§ **Page excerpt**
_ _ _ _ _

TT: When Nick’s Not a Name

Looking for the Wednesday Wandering?  Just page back one and join me on the race to a deadline.  Then come back and watch as I put Alan on the spot regarding his attitude regarding nicknames!

Variations on a Theme

Variations on a Theme

JANE: Alan, I really liked your review of  Steve Gould’s new novel Impulse, but what’s your hang-up about nicknames?

ALAN: I’m not really hung up about nicknames, but I am very hung up about abbreviating real names. In the novel, David is consistently called Dave. His wife Millicent and his daughter Millicent are known as Millie and Cent respectively. It’s fair enough in the context of the novel, particularly to separate mother from daughter, but it can get annoying in real life. My name is Alan – I refuse to answer to Al. Nevertheless I’m often called that by people who don’t know me and who just assume that Al is a valid abbreviation of my name.

JANE: But I keep thinking of Brits who are known by shortened versions of their given names (which you particularly seem to dislike).  Mick Jagger.  Ronnie Wood.  Davy Jones.

ALAN: I can only assume Michael,  Ronald and David prefer their abbreviated name to their full one. Others with those names would not.  I belong to a technical mailing list where people ask for advice on computer related problems. One recent email began: “Hi Mike, Can you help me with…”

The reply was: “1. My name is Michael, please use it. 2. The answer to your question is…”

JANE: So is it a personal quirk or a cultural thing? Are you –  and Michael –  over-reacting?

ALAN: It’s both personal and cultural. The culture requires personal preferences to be taken into account. It is regarded as the height of bad manners to address people by a shortened version of their name if the person doesn’t like it. The American assumption that a person can always be addressed by an abbreviation of their name is considered extremely rude.

JANE: Whoa!  I think you’re over-reaching when you say this is an “American assumption.”

ALAN: Possibly so. But the people who call me Al (until I ask them to stop) are all American. I have never been called Al by a non-American.

JANE: Still, I think you’re over-generalizing by saying this is an “American” trait.  Several parents I know (including siblings), stressed that their young children were to be called by the full version of their names.  Daniel was not to be “Danny.”  Christopher was not to be “Chris.”  Andrew was not to be “Drew” and especially not “Andy.”

ALAN: Doesn’t the fact that you are specifically asked to use full names suggest that the habit of abbreviating them is quite common? Why else would the parents feel the need to make the point?

JANE: No.  I don’t think so.  It’s relatively common to call children by diminutives in many cultures.  I think this was more stressing that full names, not diminutives, were preferred.

This reminds me…  This past summer, I met up for the first time in forever with a woman – also named Jane – I’d known when we were both kids.   Back then, every social occasion we met started with her announcing: “I’m older, so I’m Jane, you’re Janie.”  Now that we were adults, I decided to ask her about this declaration.

She laughed and said that she’d always been called “Janie” (her middle initial began with “E” so she was doubly doomed) and hated it.  She guessed that this re-naming of me and asserting her “Jane-ness” had been a way of escaping it.

ALAN: Oh, what a lovely story! I’m on her side.

_ _ _ _ _

§ **Data section**
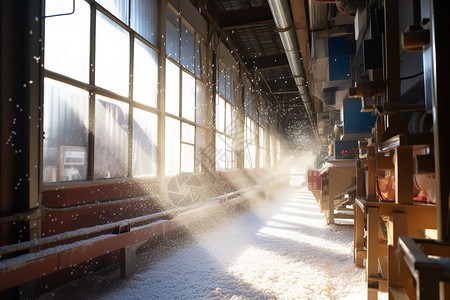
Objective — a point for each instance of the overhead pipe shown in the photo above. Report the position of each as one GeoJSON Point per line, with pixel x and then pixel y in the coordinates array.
{"type": "Point", "coordinates": [285, 26]}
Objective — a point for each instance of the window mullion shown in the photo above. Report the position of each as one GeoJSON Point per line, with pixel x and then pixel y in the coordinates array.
{"type": "Point", "coordinates": [91, 139]}
{"type": "Point", "coordinates": [130, 107]}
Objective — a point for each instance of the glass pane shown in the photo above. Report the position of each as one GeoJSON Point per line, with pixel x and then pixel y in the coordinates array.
{"type": "Point", "coordinates": [262, 158]}
{"type": "Point", "coordinates": [145, 132]}
{"type": "Point", "coordinates": [172, 88]}
{"type": "Point", "coordinates": [201, 103]}
{"type": "Point", "coordinates": [187, 158]}
{"type": "Point", "coordinates": [228, 83]}
{"type": "Point", "coordinates": [187, 48]}
{"type": "Point", "coordinates": [145, 78]}
{"type": "Point", "coordinates": [172, 41]}
{"type": "Point", "coordinates": [111, 138]}
{"type": "Point", "coordinates": [220, 151]}
{"type": "Point", "coordinates": [112, 56]}
{"type": "Point", "coordinates": [144, 19]}
{"type": "Point", "coordinates": [172, 17]}
{"type": "Point", "coordinates": [229, 160]}
{"type": "Point", "coordinates": [200, 148]}
{"type": "Point", "coordinates": [172, 160]}
{"type": "Point", "coordinates": [187, 133]}
{"type": "Point", "coordinates": [118, 8]}
{"type": "Point", "coordinates": [67, 39]}
{"type": "Point", "coordinates": [221, 80]}
{"type": "Point", "coordinates": [66, 127]}
{"type": "Point", "coordinates": [188, 97]}
{"type": "Point", "coordinates": [198, 70]}
{"type": "Point", "coordinates": [232, 89]}
{"type": "Point", "coordinates": [262, 138]}
{"type": "Point", "coordinates": [220, 114]}
{"type": "Point", "coordinates": [228, 125]}
{"type": "Point", "coordinates": [247, 102]}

_ _ _ _ _

§ **Brief 1**
In the nicknames conversation, why did the childhood acquaintance also named Jane begin each social occasion by announcing, "I'm older, so I'm Jane, you're Janie"?
§ **Brief 2**
Continue the nicknames conversation with further exchanges between Jane and Alan, beginning after Alan's remark "I'm on her side."

§ **Exercise answer 1**
She had always been called "Janie" and hated it. As an adult, she guessed that renaming the other Jane "Janie" and asserting her own "Jane-ness" had been a way of escaping that nickname.

§ **Exercise answer 2**
JANE: I’m certainly on her side regarding asserting her right to her “proper” name, but why did she need to pass a name she hated on to me?

Anyhow, more seriously,  it seems to me that shortened names are common to both cultures – and so is resistance.  What differs is when it is appropriate for a person to use them.

ALAN: Yes, indeed, and it always comes down to individual taste. Many English forenames can be abbreviated or modified – many Williams are called Bill, many Roberts are called Bob and Elizabeth is often Liz. Margaret can be Maggie or Peggy (or Peg). There are lots of others as well.

JANE: We use those same abbreviations.  However, you’d be incorrect if you assumed that they were always abbreviations.  My mother-in-law is “Peggy” – not Margaret.  And my sister-in-law is “Beth” – not short for Elizabeth.  I have a friend who is “Chris” – not Christopher or Christian.

ALAN: Absolutely – sometimes they aren’t abbreviations at all. I’ve observed the same thing here.

But you should never assume that just because a name *can* be abbreviated, that it *should* be abbreviated. Many Elizabeths point blank refuse to answer to Liz and many Roberts would be highly offended if you called them Bob. The only safe ploy is to use the name by which the person is introduced to you. If they are introduced as Steve, then feel free to call them Steve. But if they are introduced to you as Steven, then Steven is the name you must use.  (Amusingly Steven is commonly abbreviated to Steve. Stephen is almost never abbreviated).

JANE: How do they know how Stephen/ Steven is spelled just by hearing it?  You don’t pronounce them differently do you?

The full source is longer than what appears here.